A diverse movement of Islamic Iranian women protesting the forced wearing of
the hijab highlights the importance of freedom of expression, while Denmark
moves toward enforcing a burqa ban.

My body, my choice. Iranian women are speaking out against the status quo.

Flickr: Amir Farshad Ebrahimi                                                                                                                

Two women stand on the hillside in Yasouj Iran, each with an arm raised, holding a stick with an unfastened hijab tethered to the end. One woman is covered from head to toe in cloth, the other lets her hair fly free. Both are protesting Iran’s compulsory hijab. These women are part of a small grassroots movement of people in Iran, who through the platform of social media, are connecting across the nation to campaign for the freedom of choice. It is made up of women who choose to wear the hijab as well as those who do not.

 

As women in Iran fight for the right to choose how they dress, Denmark is moving to join European nations that are restricting this choice, with plans to ban full face veils in public spaces. The ban on the veiling has been criticised by some as a move that would restrict some women’s freedom of expression and ability to participate in society.

 

Earlier this month 29 women were arrested in Iran for violating the rule that requires women to wear a headscarf or hijab in public. Omid Memarian, previously imprisoned in Iran and now a US-based Iranian journalist stated recently that “the fight against forced hijab is not about whether the hijab is good or bad! It’s about choice and equality. It’s about dignity. That’s why women who wear the hijab by choice are also part of this movement.”

Europe, which includes countries that are ranked under the ‘best countries for gender equality’, might not spring to mind when talking about the oppression of women. However, the wave of burqa bans that are sweeping across Europe starts to paint a different picture. In countries of Europe where there are veiling bans, Muslim women face the same oppression as Iranian women; all these women are deprived of the right to choose how they dress.

(Collected data)
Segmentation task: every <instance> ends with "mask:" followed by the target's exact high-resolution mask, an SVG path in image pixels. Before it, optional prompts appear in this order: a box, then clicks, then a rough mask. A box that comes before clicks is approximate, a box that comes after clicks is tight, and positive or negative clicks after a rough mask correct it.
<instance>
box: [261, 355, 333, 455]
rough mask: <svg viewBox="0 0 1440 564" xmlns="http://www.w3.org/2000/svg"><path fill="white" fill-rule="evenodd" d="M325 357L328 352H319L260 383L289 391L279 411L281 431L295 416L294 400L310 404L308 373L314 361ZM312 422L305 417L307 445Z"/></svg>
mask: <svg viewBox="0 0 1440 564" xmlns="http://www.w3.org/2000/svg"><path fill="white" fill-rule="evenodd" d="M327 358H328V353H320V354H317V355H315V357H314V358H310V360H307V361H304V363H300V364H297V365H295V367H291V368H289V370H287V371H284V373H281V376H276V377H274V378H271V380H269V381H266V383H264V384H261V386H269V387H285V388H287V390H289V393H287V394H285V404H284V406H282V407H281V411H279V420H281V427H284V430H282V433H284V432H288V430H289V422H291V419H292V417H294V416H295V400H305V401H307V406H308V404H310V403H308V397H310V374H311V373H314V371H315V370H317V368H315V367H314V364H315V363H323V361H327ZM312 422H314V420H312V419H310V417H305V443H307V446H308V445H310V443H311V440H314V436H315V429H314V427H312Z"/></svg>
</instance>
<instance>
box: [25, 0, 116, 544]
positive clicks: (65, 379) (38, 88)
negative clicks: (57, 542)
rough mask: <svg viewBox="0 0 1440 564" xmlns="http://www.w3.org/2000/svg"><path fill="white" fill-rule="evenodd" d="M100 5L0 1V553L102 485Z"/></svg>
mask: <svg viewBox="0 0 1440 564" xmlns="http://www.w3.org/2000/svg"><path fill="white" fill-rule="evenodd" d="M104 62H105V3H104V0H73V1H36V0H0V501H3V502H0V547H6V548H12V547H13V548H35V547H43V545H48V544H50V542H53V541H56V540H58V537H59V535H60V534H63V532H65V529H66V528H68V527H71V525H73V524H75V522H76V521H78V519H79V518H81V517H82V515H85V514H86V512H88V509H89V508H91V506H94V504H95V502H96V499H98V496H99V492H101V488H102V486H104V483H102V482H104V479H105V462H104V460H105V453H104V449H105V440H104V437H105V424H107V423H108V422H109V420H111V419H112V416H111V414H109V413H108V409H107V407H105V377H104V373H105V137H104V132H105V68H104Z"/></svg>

Your tasks
A. In the passage on hijab protests, how many women were arrested in Iran earlier this month, and for what?
B. Condense the paragraph of the passage on hijab protests that begins "Two women stand on the hillside" into a short bulleted list that keeps its main facts.
The collected data have no role in this work.

Answers per task
A. Twenty-nine women were arrested for violating the rule that requires women to wear a headscarf or hijab in public.

B.
- On a hillside in Yasouj, Iran, two women each hold up a stick with an unfastened hijab tied to the end.
- One woman is fully covered in cloth, and the other leaves her hair uncovered.
- Both are protesting Iran's compulsory hijab.
- They belong to a small grassroots movement that uses social media to campaign nationwide for freedom of choice.
- The movement includes women who choose to wear the hijab and women who do not.